* _DESCRIPTION OF THE TASK_
The following entries should be restated word for word, pictures excluded.

##### DATASET RECORDS #####

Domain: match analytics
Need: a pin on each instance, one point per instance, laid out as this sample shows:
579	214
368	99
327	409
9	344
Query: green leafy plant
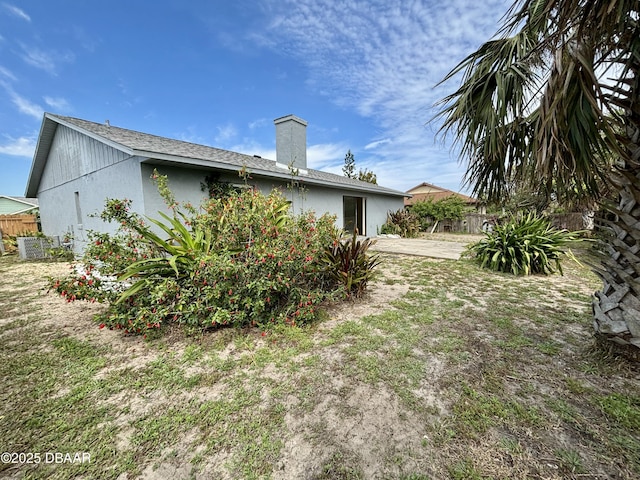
401	222
350	264
429	211
238	260
524	245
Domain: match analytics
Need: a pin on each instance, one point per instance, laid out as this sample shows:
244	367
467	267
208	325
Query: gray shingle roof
145	144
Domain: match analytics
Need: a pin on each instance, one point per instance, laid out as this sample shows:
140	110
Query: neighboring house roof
166	150
16	205
426	191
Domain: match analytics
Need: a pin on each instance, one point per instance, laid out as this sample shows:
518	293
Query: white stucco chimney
291	141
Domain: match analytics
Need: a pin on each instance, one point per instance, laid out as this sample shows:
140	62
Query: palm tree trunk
617	307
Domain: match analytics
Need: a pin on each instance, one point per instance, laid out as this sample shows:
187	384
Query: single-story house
426	191
17	205
78	164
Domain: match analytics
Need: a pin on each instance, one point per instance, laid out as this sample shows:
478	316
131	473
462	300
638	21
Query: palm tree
554	99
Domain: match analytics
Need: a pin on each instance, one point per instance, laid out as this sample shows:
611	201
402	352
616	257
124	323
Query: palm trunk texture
617	307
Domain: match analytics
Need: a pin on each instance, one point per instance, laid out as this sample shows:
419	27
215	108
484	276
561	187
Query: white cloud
58	103
7	74
323	156
47	61
20	147
225	133
259	123
16	11
377	143
382	59
24	105
27	107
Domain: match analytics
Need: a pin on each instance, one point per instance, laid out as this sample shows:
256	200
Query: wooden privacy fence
15	224
472	222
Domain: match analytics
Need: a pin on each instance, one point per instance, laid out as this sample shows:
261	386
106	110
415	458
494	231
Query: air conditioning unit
34	248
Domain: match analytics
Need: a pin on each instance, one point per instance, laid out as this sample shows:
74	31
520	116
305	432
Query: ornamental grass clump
524	245
239	260
350	264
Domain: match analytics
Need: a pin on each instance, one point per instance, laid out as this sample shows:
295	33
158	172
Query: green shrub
350	264
524	245
401	222
240	260
429	211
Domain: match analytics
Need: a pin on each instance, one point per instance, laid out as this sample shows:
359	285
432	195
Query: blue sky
363	73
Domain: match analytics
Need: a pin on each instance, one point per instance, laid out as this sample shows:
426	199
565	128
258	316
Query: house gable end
73	154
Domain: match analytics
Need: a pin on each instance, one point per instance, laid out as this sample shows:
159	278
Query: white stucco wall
185	185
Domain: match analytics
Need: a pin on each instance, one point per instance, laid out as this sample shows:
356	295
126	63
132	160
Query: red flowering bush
240	260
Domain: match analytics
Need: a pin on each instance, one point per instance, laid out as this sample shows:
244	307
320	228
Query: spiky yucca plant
554	100
350	264
524	245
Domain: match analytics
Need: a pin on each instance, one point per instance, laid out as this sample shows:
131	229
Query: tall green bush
524	245
401	222
430	211
239	260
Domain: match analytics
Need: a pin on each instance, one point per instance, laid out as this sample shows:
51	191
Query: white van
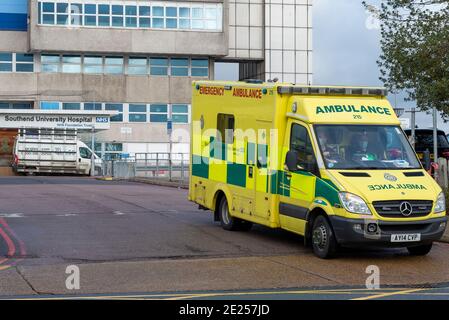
52	151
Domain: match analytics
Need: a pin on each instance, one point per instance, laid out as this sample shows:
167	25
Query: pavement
132	239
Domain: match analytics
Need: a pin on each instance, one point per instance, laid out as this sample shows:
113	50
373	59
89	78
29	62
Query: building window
158	113
71	106
104	19
200	67
117	107
180	113
93	64
117	16
137	113
5	62
179	67
120	14
113	65
50	63
49	105
158	66
24	62
138	65
71	64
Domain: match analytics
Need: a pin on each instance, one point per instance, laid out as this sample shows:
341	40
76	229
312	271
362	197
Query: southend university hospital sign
36	118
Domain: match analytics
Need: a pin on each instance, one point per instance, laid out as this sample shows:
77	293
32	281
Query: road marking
382	295
12	215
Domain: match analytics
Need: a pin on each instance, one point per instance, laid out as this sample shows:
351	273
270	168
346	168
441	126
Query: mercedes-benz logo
406	209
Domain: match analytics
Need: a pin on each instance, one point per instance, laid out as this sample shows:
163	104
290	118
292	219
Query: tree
415	50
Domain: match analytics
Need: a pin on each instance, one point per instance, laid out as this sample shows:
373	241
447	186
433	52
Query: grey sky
345	50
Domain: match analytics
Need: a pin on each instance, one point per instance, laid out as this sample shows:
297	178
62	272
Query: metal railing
161	165
153	165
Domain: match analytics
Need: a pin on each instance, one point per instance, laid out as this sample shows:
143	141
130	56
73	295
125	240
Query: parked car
424	140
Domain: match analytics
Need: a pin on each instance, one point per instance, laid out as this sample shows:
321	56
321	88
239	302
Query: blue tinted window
200	63
137	117
158	118
131	10
90	9
48	19
137	108
158	71
171	23
158	22
144	10
62	19
159	61
145	22
104	21
199	72
184	23
180	108
103	9
180	118
184	12
131	22
5	67
158	108
24	67
62	8
179	62
90	20
171	11
48	7
76	8
118	10
49	105
117	21
158	11
5	57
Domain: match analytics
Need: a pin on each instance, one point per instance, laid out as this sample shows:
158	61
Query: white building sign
36	118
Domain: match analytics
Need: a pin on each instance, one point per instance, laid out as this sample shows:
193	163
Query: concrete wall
14	41
114	40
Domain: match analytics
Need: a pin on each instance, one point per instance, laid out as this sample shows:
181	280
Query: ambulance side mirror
426	160
291	160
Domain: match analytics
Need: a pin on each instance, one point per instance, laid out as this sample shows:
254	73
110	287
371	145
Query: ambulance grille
391	209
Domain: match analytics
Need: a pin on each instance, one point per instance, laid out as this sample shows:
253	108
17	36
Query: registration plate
406	237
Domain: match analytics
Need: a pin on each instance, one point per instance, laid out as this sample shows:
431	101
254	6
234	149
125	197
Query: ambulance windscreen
367	147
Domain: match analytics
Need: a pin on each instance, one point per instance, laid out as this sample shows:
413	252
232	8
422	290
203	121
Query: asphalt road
133	240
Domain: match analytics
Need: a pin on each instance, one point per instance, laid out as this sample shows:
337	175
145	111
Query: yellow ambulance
331	164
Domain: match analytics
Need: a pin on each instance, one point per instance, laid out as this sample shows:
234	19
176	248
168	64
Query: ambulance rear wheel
226	220
421	250
323	240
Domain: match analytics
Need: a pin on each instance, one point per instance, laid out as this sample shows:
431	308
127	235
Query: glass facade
122	14
16	62
132	65
128	112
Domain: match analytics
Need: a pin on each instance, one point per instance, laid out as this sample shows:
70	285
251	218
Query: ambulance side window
300	142
225	128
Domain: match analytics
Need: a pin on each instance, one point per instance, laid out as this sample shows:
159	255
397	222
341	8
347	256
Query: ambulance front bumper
354	232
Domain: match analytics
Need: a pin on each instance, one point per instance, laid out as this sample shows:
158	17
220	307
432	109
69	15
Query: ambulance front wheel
323	240
227	221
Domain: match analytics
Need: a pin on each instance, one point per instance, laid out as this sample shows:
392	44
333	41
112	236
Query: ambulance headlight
440	204
353	203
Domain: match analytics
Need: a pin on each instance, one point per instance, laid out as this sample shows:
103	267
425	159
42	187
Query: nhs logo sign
102	120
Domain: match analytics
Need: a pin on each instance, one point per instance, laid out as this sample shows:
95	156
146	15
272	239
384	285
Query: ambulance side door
297	188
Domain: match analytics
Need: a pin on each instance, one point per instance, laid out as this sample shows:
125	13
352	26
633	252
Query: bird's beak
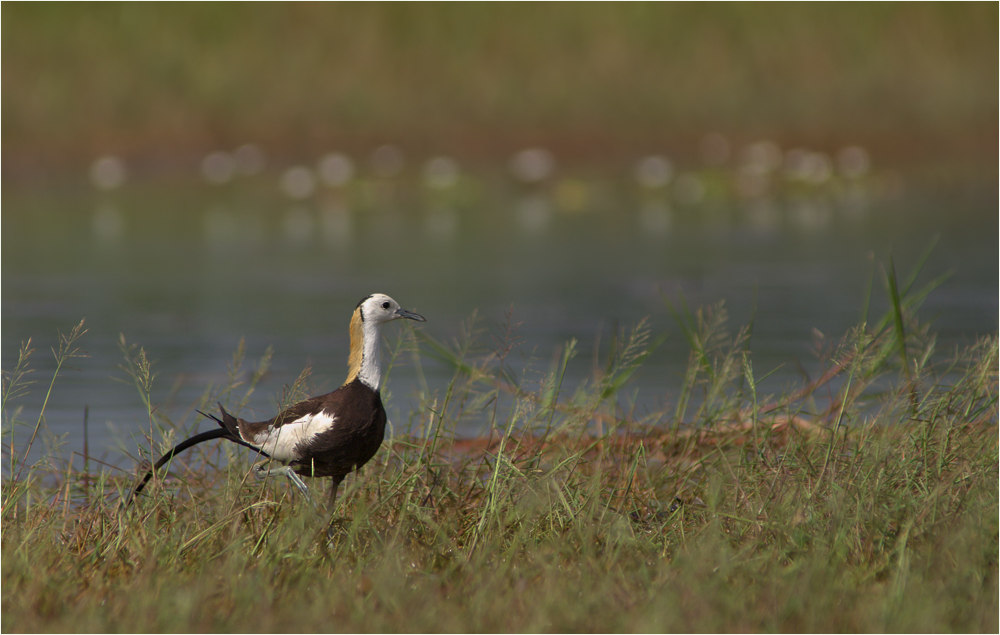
409	315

#####

* _TASK RESPONSE_
Domain: match analytics
Need: a pin on each instance, one point per instance, laid out as this sample shows:
579	214
368	99
327	409
9	344
Query: green leafy plant
401	222
350	264
429	211
238	260
524	245
Domain: match analytics
Need: a pin on each instance, one point per instance, laid out as this sample shows:
244	367
467	267
208	325
Query: gray shingle roof
145	144
Domain: match analytics
Need: a pin on each instance, one point per instance, laid out as this sample shows:
140	110
Query: neighboring house roof
166	150
16	205
426	191
Domain: match analytics
Need: a pin on each instance, one point per instance, laid out as this sample shows:
518	293
Query: white stucco chimney
291	141
Domain: match analytics
Need: a pin on each instance, one point per instance, laid out as this sample shows:
140	62
Query: palm tree trunk
617	307
Domain: match analytics
Need: a pin on each instance, one point per instance, laid out as this sample shows:
187	384
Query: single-story house
426	191
17	205
78	164
Domain: match analytics
Need: a pin on each instance, one point per instance, laid out as this sample shows:
478	316
131	473
462	300
638	21
Query: palm tree
554	99
Domain: match analytics
Need: a pin on each instance, one point per instance, laid out as this sample shows:
611	201
402	352
616	257
124	323
Query: palm trunk texture
617	307
Domain: match analytics
Need: a pin on each instance, one point per instance, laid out as this sample shows:
419	27
215	108
484	276
561	187
Query: white cloud
58	103
7	74
323	156
47	61
20	147
225	133
259	123
16	11
377	143
382	59
24	105
27	107
Domain: match analytics
Need: a pin on each instance, one point per instance, laid out as this sample shows:
256	200
Query: wooden privacy fence
15	224
472	222
Domain: match analytics
Need: a pin on each instance, one point per instance, laid out as this sample shows:
261	386
106	110
415	458
494	231
Query: air conditioning unit
34	248
Domain: match analytics
Need: a pin on each instance, one point per instance, laid out as this sample shows:
74	31
520	116
305	432
Query: ornamental grass clump
524	245
239	260
350	264
Domain: match analytics
Need: a pin on each instance, one point per instance, laid out as this sample shows:
295	33
158	172
Query: green shrub
350	264
524	245
401	222
240	260
429	211
Domain: match analytics
Need: a pin on each instance, one point per instance, laid out as this sample shows:
359	285
432	195
Query: blue sky
363	73
Domain: match analytics
Need: a pin on each instance, one point per instance, laid out as this sample shows:
426	199
565	128
258	316
Query: house gable end
73	154
Domain: match analytics
Need: a pin on each instance, one point per instance, laid out as this sample shows:
159	278
Query: white stucco wall
185	185
Domain: match analytics
Need: a pin on each instance, one point per instance, laid out as this sample shows:
356	295
126	63
132	160
Query: red flowering bush
240	260
Domain: match analytics
Need: a pin on each instance, one point per instance, laid out as this sample shows:
244	307
320	228
Query: spiky yucca plant
554	100
350	264
524	245
Domain: match analytics
Need: a pin on each instance, one point per instance, laid out as this sample shows:
131	229
Query: tall green bush
524	245
401	222
430	211
239	260
Domain: match analytics
Need: a pin on each instance, one point per instance, laid out as this sample shows:
51	191
Query: white van
52	151
Domain: match analytics
Need: a pin on each instance, one point per instance, laid out as this sample shows:
167	25
Query: pavement
132	239
Domain: match analytics
Need: a pin on each instance, one point per instance, laid out as this sample shows:
113	50
373	59
89	78
29	62
Query: building window
158	113
71	106
104	19
200	67
117	107
180	113
93	64
117	16
137	113
5	62
179	67
120	14
113	65
50	63
49	105
158	66
24	62
138	65
71	64
Domain: match analytics
Need: a pin on each instance, one point per instance, laid out as this sample shows:
341	40
76	229
312	271
362	197
Query: southend university hospital sign
36	118
Domain: match analytics
Need: a pin on each instance, one point per instance, laid out as this sample shows:
77	293
32	281
Query: road marking
382	295
12	215
Domain: match analytics
Need: a pin on each instance, one point per instance, laid out as this sample shows:
351	273
270	168
346	168
441	126
Query: mercedes-benz logo
406	209
Domain: match analytics
Need: a pin on each instance, one point per instance, laid out as this sample shows:
163	104
290	118
292	219
Query: tree
415	50
Domain: match analytics
Need: a pin on each instance, one point per instance, laid out as this sample shows:
373	241
447	186
433	52
Query: grey sky
345	50
Domain: match analytics
Need: a pin on each instance, one point per instance, laid out as this sample shows:
297	178
62	272
Query: metal railing
161	165
153	165
Domain: match analytics
Need: a pin on each instance, one point per instance, laid out as this sample shows:
143	141
130	56
73	295
125	240
Query: parked car
424	140
Domain: match analytics
Need: a pin on each instance, one point per instance, laid out as this sample shows:
321	56
321	88
239	302
Query: blue tinted window
200	63
137	117
158	118
131	10
90	9
48	19
137	108
158	71
171	23
158	22
144	10
62	19
159	61
145	22
104	21
199	72
184	23
180	108
103	9
180	118
184	12
131	22
5	67
158	108
24	67
62	8
179	62
90	20
171	11
48	7
76	8
118	10
49	105
117	21
158	11
5	57
Domain: match analytics
Need: a pin on each instance, one point per instance, laid out as this sample shows:
158	61
Query: white building sign
36	118
Domain: match analytics
Need: a pin on each instance, one point per instance, laid out as this sample shows:
193	163
Query: concrete wall
14	41
114	40
Domain: match analytics
Need: a pin on each instance, one point per instance, laid out as this sample shows:
181	280
Query: ambulance side mirror
426	160
291	160
Domain: match analytics
Need: a pin on each instance, one point per instance, laid out as this sample shows:
254	73
110	287
371	145
Query: ambulance grille
391	209
Domain: match analytics
Need: a pin on each instance, one point per instance, laid out as this sample shows:
253	108
17	36
Query: registration plate
406	237
Domain: match analytics
Need: a pin on each instance, one point per instance, laid out as this sample shows:
431	101
254	6
234	149
125	197
Query: ambulance windscreen
367	147
Domain: match analytics
Need: a pin on each instance, one point per instance, laid out as this sample shows:
413	252
232	8
422	290
203	121
Query: asphalt road
133	240
Domain: match analytics
Need: a pin on each instance, one point per instance, laid out as this sample shows:
337	175
145	111
Query: yellow ambulance
331	164
Domain: match analytics
Need: a pin on each instance, one point per instance, laid out as this sample shows:
234	19
176	248
168	64
Query: ambulance rear wheel
226	220
421	250
323	240
Domain: match analytics
Need: a pin on each instance, one point per instance, laid out as this sample shows:
431	308
127	235
Query: glass facade
122	14
16	62
132	65
128	112
Domain: match analytics
Need: a pin on each instance, one point per instance, laid out as this sample shows:
70	285
251	218
Query: ambulance side window
300	142
225	128
Domain: match analytics
Need: a pin on each instance, one point per instance, laid out as this sample shows:
159	255
397	222
341	8
347	256
Query: ambulance front bumper
354	232
Domain: match analytics
Need: a pin on each instance, one point per instance, laid out as this sample shows:
158	17
220	307
432	109
69	15
Query: ambulance front wheel
323	240
227	221
Domain: match analytics
Need: a pin on each instance, one point per instance, laid out as this sample shows:
392	44
333	41
112	236
Query: ambulance headlight
440	204
353	203
Domain: match analytics
Need: a pin on each instance, one point per instance, laid out as this sample shows:
103	267
425	159
42	187
Query: nhs logo sign
102	120
Domain: match analytics
Need: a pin on each instance, one point per instance, laid out as this sample shows:
95	156
146	15
272	239
384	285
Query: ambulance side door
297	188
Domain: match analytics
Need: a pin on each instance, one point per instance, laid out as this sample shows:
125	13
352	26
633	252
Query: bird's beak
409	315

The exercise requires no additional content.